Which lines in the records below contain the string "positive"? Return each of them in full.

Segment Start: Data for processing

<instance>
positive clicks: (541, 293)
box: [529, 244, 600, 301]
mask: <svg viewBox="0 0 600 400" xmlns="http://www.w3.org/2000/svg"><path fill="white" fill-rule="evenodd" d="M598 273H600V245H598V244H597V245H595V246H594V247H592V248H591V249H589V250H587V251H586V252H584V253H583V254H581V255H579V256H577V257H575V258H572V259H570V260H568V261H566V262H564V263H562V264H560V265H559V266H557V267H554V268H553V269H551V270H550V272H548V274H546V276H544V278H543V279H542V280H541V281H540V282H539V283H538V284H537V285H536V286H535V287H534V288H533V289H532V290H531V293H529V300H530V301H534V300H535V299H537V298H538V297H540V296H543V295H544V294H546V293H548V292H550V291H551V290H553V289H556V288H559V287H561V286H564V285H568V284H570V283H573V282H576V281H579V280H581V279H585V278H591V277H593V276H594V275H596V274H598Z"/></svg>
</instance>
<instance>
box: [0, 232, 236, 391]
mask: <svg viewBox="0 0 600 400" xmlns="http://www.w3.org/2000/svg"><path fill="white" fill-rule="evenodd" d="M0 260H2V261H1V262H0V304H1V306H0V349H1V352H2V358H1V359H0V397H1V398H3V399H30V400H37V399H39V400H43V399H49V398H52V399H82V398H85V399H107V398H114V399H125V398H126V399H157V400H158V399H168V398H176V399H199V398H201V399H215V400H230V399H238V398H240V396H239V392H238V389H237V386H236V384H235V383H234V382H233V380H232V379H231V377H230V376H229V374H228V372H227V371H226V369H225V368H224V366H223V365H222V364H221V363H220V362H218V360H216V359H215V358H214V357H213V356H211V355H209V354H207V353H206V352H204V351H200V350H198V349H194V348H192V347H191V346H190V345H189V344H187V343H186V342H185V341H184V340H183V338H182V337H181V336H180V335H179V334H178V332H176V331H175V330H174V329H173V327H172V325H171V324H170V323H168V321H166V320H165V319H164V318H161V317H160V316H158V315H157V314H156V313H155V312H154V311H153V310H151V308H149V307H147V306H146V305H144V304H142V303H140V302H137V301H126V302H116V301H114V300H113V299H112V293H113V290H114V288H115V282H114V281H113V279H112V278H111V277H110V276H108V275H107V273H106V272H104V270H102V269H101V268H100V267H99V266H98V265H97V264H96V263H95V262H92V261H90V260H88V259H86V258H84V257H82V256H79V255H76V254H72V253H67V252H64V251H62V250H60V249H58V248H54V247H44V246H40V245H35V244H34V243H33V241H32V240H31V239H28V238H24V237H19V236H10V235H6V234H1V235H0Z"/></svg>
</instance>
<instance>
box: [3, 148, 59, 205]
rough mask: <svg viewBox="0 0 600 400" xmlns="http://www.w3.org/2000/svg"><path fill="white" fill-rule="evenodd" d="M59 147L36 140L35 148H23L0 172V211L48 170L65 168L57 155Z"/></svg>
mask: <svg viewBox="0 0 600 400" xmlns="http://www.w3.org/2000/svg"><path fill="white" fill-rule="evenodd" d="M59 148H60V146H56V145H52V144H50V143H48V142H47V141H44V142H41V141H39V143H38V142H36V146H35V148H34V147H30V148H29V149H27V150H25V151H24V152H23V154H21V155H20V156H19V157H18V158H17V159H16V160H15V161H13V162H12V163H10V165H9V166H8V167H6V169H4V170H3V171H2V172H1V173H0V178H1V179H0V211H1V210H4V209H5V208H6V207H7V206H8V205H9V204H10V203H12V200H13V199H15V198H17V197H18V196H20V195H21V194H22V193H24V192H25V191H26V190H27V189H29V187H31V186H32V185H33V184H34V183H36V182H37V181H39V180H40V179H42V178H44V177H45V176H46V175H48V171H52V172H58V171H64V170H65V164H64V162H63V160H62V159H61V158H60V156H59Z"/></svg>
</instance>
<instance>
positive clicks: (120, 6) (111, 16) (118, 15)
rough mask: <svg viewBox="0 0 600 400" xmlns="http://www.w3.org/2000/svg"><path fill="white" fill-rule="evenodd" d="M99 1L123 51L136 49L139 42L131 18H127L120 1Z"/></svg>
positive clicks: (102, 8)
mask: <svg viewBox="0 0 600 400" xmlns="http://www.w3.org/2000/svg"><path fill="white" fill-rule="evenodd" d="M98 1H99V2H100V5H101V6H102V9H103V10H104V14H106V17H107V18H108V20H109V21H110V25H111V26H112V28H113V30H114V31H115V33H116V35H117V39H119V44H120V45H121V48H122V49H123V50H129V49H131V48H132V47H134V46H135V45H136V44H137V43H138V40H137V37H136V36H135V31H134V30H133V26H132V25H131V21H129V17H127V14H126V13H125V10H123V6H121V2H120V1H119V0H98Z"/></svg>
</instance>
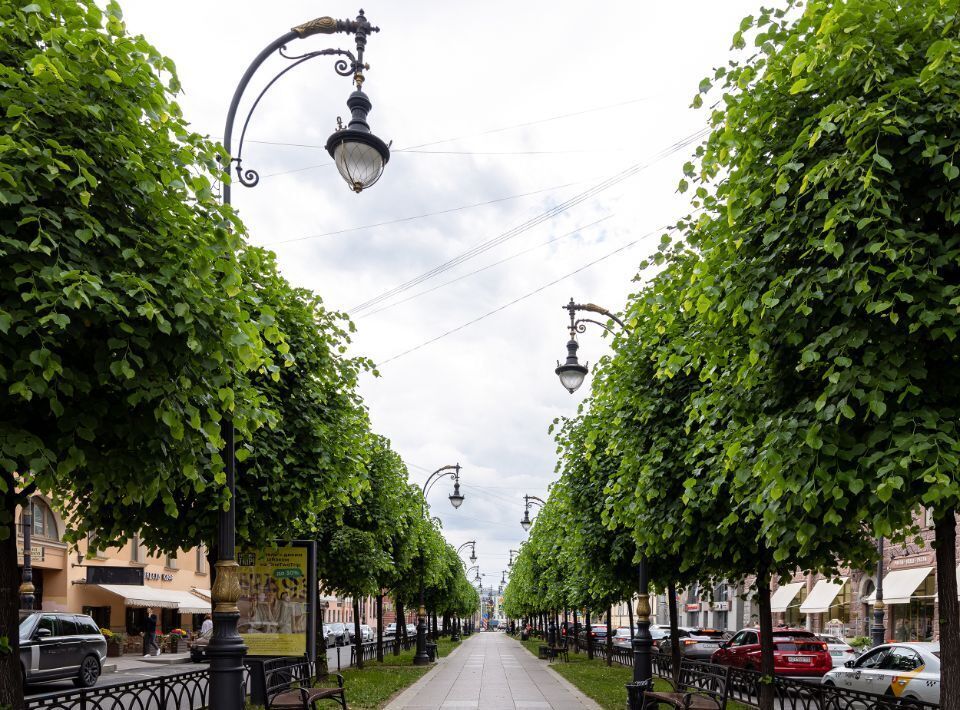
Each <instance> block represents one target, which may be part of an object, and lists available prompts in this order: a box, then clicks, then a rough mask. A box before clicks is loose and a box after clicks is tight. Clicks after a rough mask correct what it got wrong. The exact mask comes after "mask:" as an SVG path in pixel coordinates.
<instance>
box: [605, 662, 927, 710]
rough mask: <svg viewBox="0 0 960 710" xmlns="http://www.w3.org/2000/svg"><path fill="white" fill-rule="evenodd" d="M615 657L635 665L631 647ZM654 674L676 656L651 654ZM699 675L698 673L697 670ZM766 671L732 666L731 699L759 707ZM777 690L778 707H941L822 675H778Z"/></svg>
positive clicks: (794, 707) (706, 669)
mask: <svg viewBox="0 0 960 710" xmlns="http://www.w3.org/2000/svg"><path fill="white" fill-rule="evenodd" d="M618 650H619V651H622V652H623V653H620V652H615V653H614V656H613V660H614V661H615V662H617V663H619V664H621V665H624V666H631V667H632V666H633V653H632V652H627V649H618ZM650 661H651V665H652V666H653V674H654V675H655V676H658V677H660V678H672V677H673V659H672V658H671V657H670V656H669V655H668V654H665V653H656V652H654V653H652V654H650ZM686 665H687V666H688V667H690V668H691V669H692V670H694V671H696V669H698V668H700V669H703V670H709V671H710V672H711V673H713V674H714V675H716V673H718V672H719V673H721V674H722V673H725V672H726V670H727V669H726V666H718V665H716V664H712V663H705V662H691V661H686ZM694 675H695V674H694ZM762 679H763V674H761V673H760V672H759V671H751V670H746V669H744V668H731V669H730V681H729V687H728V690H727V693H728V697H729V699H730V700H736V701H737V702H738V703H741V704H743V705H747V706H749V707H753V708H756V707H759V705H758V701H757V699H758V697H759V695H760V688H761V686H762V685H763V681H762ZM772 685H773V694H774V699H775V703H774V704H775V707H777V708H778V709H779V710H938V708H939V707H940V705H939V704H938V703H927V702H924V701H922V700H912V699H909V698H895V697H890V696H885V695H875V694H874V693H866V692H862V691H859V690H850V689H848V688H838V687H836V686H827V685H821V684H820V679H819V678H818V679H814V680H811V681H809V682H805V681H802V680H792V679H790V678H783V677H781V676H774V677H773V681H772Z"/></svg>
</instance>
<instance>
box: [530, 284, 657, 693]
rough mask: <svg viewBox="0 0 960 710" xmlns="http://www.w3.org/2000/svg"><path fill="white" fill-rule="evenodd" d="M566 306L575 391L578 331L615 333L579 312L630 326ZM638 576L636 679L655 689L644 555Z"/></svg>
mask: <svg viewBox="0 0 960 710" xmlns="http://www.w3.org/2000/svg"><path fill="white" fill-rule="evenodd" d="M563 308H565V309H566V310H567V313H569V314H570V326H569V329H570V341H569V342H568V343H567V353H568V354H567V362H566V364H564V365H560V364H559V363H557V365H558V367H557V369H556V373H557V375H558V376H559V377H560V383H561V384H562V385H563V386H564V387H565V388H566V389H567V390H568V391H569V392H570V393H571V394H572V393H574V392H576V390H577V388H578V387H580V385H582V384H583V380H584V378H585V377H586V374H587V368H586V367H584V366H582V365H580V363H579V362H578V361H577V349H578V347H579V346H578V345H577V341H576V338H577V333H585V332H586V330H587V323H593V324H594V325H599V326H600V327H601V328H603V329H604V330H605V331H607V332H608V333H611V334H616V331H615V330H613V329H612V328H611V327H610V326H609V325H607V324H606V323H602V322H601V321H598V320H594V319H592V318H577V313H578V312H579V311H586V312H587V313H597V314H599V315H602V316H606V317H607V318H608V319H610V320H611V321H613V322H614V323H616V324H617V325H618V326H620V329H621V331H623V332H626V333H629V332H630V329H629V328H627V326H626V324H625V323H624V322H623V321H622V320H620V318H618V317H617V316H615V315H614V314H613V313H611V312H610V311H609V310H607V309H606V308H603V307H602V306H598V305H596V304H595V303H576V302H575V301H574V300H573V299H572V298H571V299H570V303H568V304H567V305H565V306H563ZM524 522H527V523H528V519H527V515H526V513H524V520H523V521H521V525H523V524H524ZM528 524H529V523H528ZM524 529H525V530H526V529H527V525H524ZM637 577H638V579H637V586H638V588H639V591H640V593H639V594H638V596H637V633H636V635H635V636H634V638H633V682H634V683H639V684H642V685H643V686H644V687H645V688H647V687H649V688H652V687H653V668H652V666H651V662H650V650H651V648H652V646H653V638H652V637H651V636H650V579H649V577H648V576H647V561H646V559H645V558H641V559H640V562H639V564H638V565H637Z"/></svg>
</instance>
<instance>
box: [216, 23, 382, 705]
mask: <svg viewBox="0 0 960 710" xmlns="http://www.w3.org/2000/svg"><path fill="white" fill-rule="evenodd" d="M379 31H380V28H379V27H374V26H373V25H371V24H370V23H369V22H368V21H367V18H366V17H365V16H364V14H363V10H361V11H360V12H359V14H358V15H357V18H356V19H355V20H335V19H333V18H332V17H318V18H317V19H315V20H310V21H309V22H305V23H304V24H302V25H298V26H297V27H294V28H293V29H291V30H290V31H289V32H287V33H285V34H283V35H281V36H280V37H278V38H277V39H275V40H274V41H273V42H271V43H270V44H269V45H267V47H266V48H264V50H263V51H262V52H260V54H258V55H257V56H256V58H255V59H254V60H253V62H252V63H251V64H250V66H249V67H248V68H247V70H246V72H245V73H244V75H243V77H241V79H240V83H239V84H238V85H237V88H236V90H235V91H234V93H233V98H232V99H231V101H230V108H229V109H228V110H227V121H226V126H225V128H224V132H223V147H224V150H225V153H226V155H225V156H224V159H225V161H226V162H225V167H226V171H227V173H228V174H229V173H230V172H231V165H232V164H234V163H235V164H236V165H235V170H236V173H237V179H238V181H239V182H240V184H241V185H244V186H245V187H254V186H256V185H257V183H259V182H260V176H259V174H257V171H256V170H250V169H244V168H243V167H242V163H243V141H244V138H245V137H246V133H247V127H248V126H249V125H250V118H251V117H252V116H253V112H254V111H255V110H256V108H257V106H258V105H259V103H260V100H261V99H262V98H263V96H264V94H266V92H267V91H268V90H269V89H270V87H271V86H273V85H274V84H275V83H276V82H277V80H278V79H279V78H280V77H281V76H283V75H284V74H286V73H287V72H288V71H290V70H291V69H293V68H294V67H297V66H299V65H301V64H303V63H304V62H306V61H308V60H310V59H313V58H315V57H320V56H333V55H337V56H339V57H340V58H339V59H337V60H336V62H334V71H336V72H337V74H340V75H341V76H352V77H353V83H354V85H355V86H356V90H355V91H354V92H353V93H351V94H350V96H349V98H348V99H347V107H348V108H349V109H350V113H351V118H350V122H349V123H348V124H347V126H346V127H344V126H343V125H342V123H341V122H339V121H338V128H337V130H336V131H335V132H334V133H333V134H332V135H331V136H330V138H329V139H328V140H327V144H326V149H327V152H328V153H330V156H331V157H332V158H333V160H334V162H335V163H336V165H337V170H339V171H340V174H341V175H342V176H343V178H344V179H345V180H346V181H347V185H349V186H350V189H351V190H353V191H354V192H360V191H361V190H364V189H366V188H368V187H370V186H371V185H373V184H374V183H375V182H376V181H377V180H379V179H380V175H381V174H382V173H383V168H384V166H385V165H386V164H387V161H388V160H389V159H390V148H389V146H388V145H387V144H386V143H384V142H383V141H382V140H381V139H380V138H378V137H377V136H375V135H374V134H373V133H371V131H370V126H369V124H368V123H367V114H369V112H370V109H371V108H372V104H371V103H370V99H369V98H367V95H366V94H365V93H364V92H363V89H362V87H363V82H364V75H363V72H364V70H366V69H368V68H369V67H368V65H367V64H366V63H364V61H363V53H364V50H365V49H366V46H367V36H368V35H370V34H372V33H374V32H379ZM341 32H342V33H345V34H352V35H353V36H354V41H355V43H356V55H354V54H353V52H351V51H349V50H346V49H320V50H312V51H309V52H305V53H304V54H295V55H291V54H288V53H287V45H288V44H289V43H291V42H293V41H294V40H298V39H306V38H307V37H312V36H313V35H318V34H337V33H341ZM274 53H277V54H278V55H279V56H280V57H283V58H284V59H287V60H289V61H290V62H291V64H289V65H288V66H287V67H286V68H285V69H283V70H282V71H280V72H279V73H278V74H277V75H276V76H274V78H273V79H271V80H270V81H269V82H268V83H267V85H266V86H265V87H264V88H263V89H262V90H261V91H260V93H259V94H258V95H257V98H256V99H255V100H254V101H253V104H252V105H251V108H250V110H249V112H248V113H247V117H246V119H245V120H244V122H243V128H242V129H241V131H240V139H239V141H238V142H237V151H236V155H234V153H233V127H234V122H235V120H236V117H237V110H238V109H239V107H240V100H241V99H242V98H243V94H244V92H245V91H246V88H247V85H248V84H249V83H250V80H251V79H252V78H253V75H254V74H256V72H257V70H258V69H259V68H260V66H261V65H262V64H263V63H264V62H265V61H266V60H267V59H268V58H269V57H270V56H271V55H273V54H274ZM231 198H232V184H231V182H230V180H229V179H228V180H225V181H224V183H223V204H224V205H228V206H229V205H230V204H232V199H231ZM222 435H223V439H224V450H223V457H224V473H225V475H226V487H227V490H228V491H229V493H230V505H229V507H228V509H227V510H222V511H221V512H220V519H219V527H220V529H219V534H218V536H217V537H218V540H217V557H218V559H217V562H216V564H215V576H214V582H213V589H212V591H211V596H212V599H213V636H212V637H211V639H210V644H209V646H207V653H208V655H209V656H210V707H213V708H218V710H239V709H240V708H242V707H243V706H244V687H245V681H244V678H243V673H244V666H243V656H244V654H246V652H247V648H246V646H244V644H243V639H242V638H241V637H240V634H239V633H238V632H237V622H238V621H239V619H240V610H239V609H238V607H237V599H239V597H240V579H239V572H238V569H237V563H236V559H235V552H236V506H235V505H234V503H235V501H236V500H237V496H236V456H235V449H236V442H235V432H234V426H233V419H232V418H231V417H229V416H225V417H224V419H223V426H222Z"/></svg>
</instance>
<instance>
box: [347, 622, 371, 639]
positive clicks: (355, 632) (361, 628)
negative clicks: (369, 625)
mask: <svg viewBox="0 0 960 710" xmlns="http://www.w3.org/2000/svg"><path fill="white" fill-rule="evenodd" d="M349 633H350V643H356V642H357V630H356V627H355V626H354V625H353V624H350V626H349ZM370 641H373V629H371V628H370V627H369V626H367V625H366V624H360V643H368V642H370Z"/></svg>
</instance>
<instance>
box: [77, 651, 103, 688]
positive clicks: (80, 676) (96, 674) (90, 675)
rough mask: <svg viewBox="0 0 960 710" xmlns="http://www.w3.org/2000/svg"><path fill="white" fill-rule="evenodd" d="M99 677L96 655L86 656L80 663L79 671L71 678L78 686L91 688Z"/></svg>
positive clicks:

Segment End: Data for processing

Answer section:
positive clicks: (541, 293)
positive clicks: (120, 6) (111, 16) (118, 15)
positive clicks: (102, 8)
positive clicks: (794, 707) (706, 669)
positive clicks: (355, 632) (361, 628)
positive clicks: (80, 676) (96, 674) (90, 675)
positive clicks:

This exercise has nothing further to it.